Trabalho pedido
1. Responda com base no texto sobre a eletrificação das frotas da Carris e dos TUB:
(a) Quantos autocarros compõem, aproximadamente, a frota da Carris?
(b) Quantos autocarros elétricos a Carris pretende adquirir como próximo passo?
(c) Em que ano se prevê que a frota fique totalmente elétrica?
2. Transcreva, do texto sobre os autocarros elétricos da Carris e dos TUB, o trecho de "No caso da Carris, Francisco" a "proposta de aquisição.".
3. Prossiga a redação do texto sobre a eletrificação das frotas da Carris e dos TUB a partir do ponto em que termina.

Texto fornecido
####################

Havendo uma diversidade cada vez maior de serviços disponíveis para cada cliente, empresas como a Carris ou a Transportes Urbanos de Braga (TUB) estão já a preparar a entrada ao serviço de veículos elétricos, numa forma de se adaptar à transformação dos esquemas de mobilidade.

No caso da Carris, Francisco Aires de Sousa, representante da companhia, fez um ponto de situação, lembrando que “da frota com cerca de 600 autocarros, houve já testes com híbridos e elétricos, tendo o ensaio recente com um veículo elétrico dado indicadores muito positivos”. O próximo passo será a aquisição de 15 autocarros elétricos para a frota, havendo já uma proposta de aquisição.

O objetivo a médio/longo prazo será de ter “mais de metade da frota elétrica em 2030-2035 e totalmente elétrica em 2040”, antevendo assim uma fase de mudança para a área dos transportes públicos.

####################

Conteúdo dos dados

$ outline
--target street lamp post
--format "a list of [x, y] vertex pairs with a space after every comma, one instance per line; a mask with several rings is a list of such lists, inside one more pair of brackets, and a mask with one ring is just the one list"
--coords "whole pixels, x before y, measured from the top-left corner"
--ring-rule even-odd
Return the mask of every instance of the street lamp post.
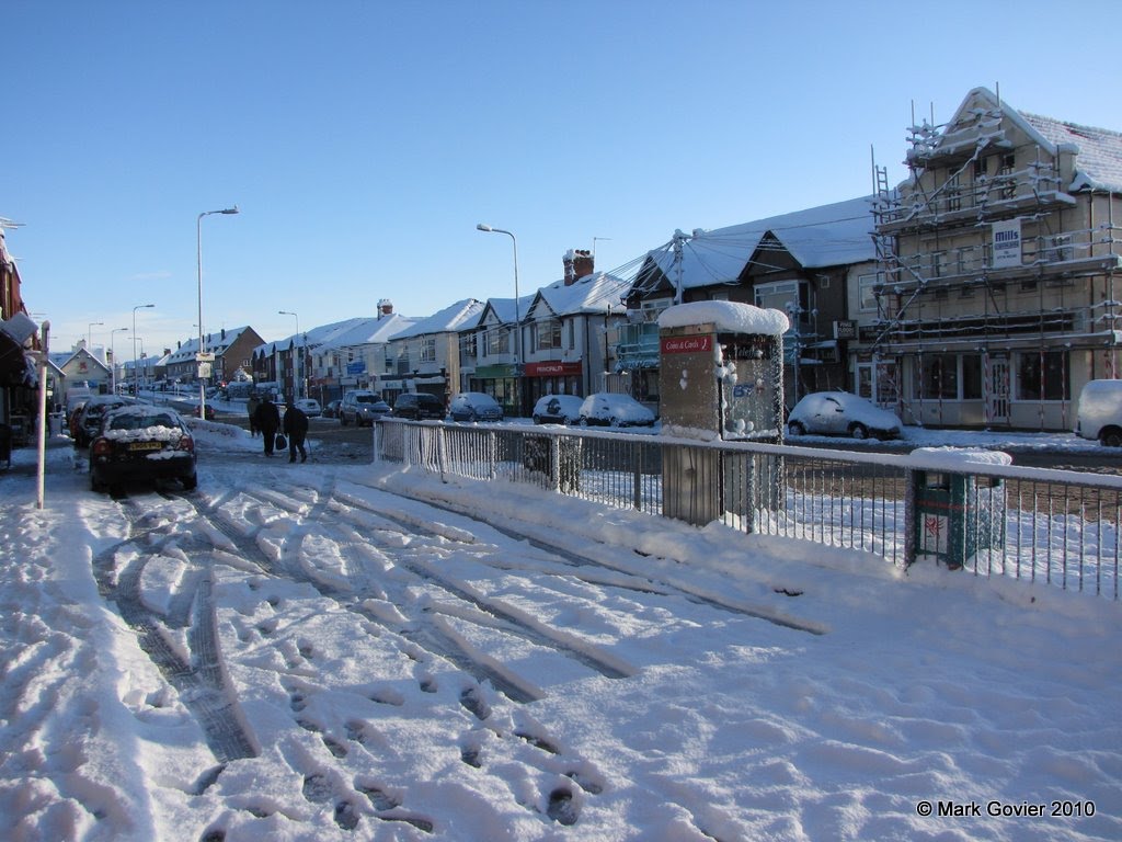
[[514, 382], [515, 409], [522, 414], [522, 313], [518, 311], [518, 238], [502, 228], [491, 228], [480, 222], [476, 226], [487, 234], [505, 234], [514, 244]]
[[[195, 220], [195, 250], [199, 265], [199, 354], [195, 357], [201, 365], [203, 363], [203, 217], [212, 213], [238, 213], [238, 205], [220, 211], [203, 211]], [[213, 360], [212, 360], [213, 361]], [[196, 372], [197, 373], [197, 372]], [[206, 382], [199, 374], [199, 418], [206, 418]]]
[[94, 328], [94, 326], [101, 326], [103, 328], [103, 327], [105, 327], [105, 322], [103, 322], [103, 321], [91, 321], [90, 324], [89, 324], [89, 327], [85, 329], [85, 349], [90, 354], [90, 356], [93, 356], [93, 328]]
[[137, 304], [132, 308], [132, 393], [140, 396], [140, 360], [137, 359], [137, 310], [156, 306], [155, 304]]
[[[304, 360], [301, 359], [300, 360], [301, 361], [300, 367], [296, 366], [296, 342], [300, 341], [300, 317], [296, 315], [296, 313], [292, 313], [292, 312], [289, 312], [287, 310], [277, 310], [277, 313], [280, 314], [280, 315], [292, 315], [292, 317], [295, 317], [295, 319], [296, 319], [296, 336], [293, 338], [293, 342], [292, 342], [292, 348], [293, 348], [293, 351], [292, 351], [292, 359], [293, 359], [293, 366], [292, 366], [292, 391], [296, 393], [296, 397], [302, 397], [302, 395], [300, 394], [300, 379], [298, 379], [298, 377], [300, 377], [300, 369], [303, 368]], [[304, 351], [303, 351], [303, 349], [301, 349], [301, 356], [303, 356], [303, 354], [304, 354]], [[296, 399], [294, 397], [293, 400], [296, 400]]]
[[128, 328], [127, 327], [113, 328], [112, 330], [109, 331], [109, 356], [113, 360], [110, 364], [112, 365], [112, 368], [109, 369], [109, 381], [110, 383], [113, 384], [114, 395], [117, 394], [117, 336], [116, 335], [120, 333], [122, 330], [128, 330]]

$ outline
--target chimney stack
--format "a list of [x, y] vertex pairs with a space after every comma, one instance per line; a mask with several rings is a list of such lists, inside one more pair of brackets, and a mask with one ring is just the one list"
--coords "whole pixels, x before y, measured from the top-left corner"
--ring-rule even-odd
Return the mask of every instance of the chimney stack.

####################

Respostas dadas
1.
(a) Cerca de 600 autocarros.
(b) 15 autocarros elétricos.
(c) Em 2040.

2.
No caso da Carris, Francisco Aires de Sousa, representante da companhia, fez um ponto de situação, lembrando que “da frota com cerca de 600 autocarros, houve já testes com híbridos e elétricos, tendo o ensaio recente com um veículo elétrico dado indicadores muito positivos”. O próximo passo será a aquisição de 15 autocarros elétricos para a frota, havendo já uma proposta de aquisição.

3.
Igual visão tem a TUB, empresa com idade média dos seus autocarros cifrada nos 17 anos, com Teotónio Andrade dos Santos a recordar que, sendo Braga “a terceira cidade mais poluída do país”, existe uma intenção clara de tornar os transportes mais sustentáveis, havendo programas para o incentivo da utilização da bicicleta e um “concurso aberto para a aquisição de 31 autocarros elétricos, seis já definidos e 25 como opção. Serão autocarros de 12 metros com 80 lugares, com potência de 150 kW e baterias com capacidade de 150 kWh”.

O plano passa pela sua introdução na linha 43, que liga a estação da CP à Universidade do Minho: “É uma linha com potencial, que já opera, mas que pode atravessar todo o campus e chegar a mais pessoas. Vamos melhorar a frequência da linha, num percurso de 12 quilómetros com 28 paragens, 14 para cada sentido”.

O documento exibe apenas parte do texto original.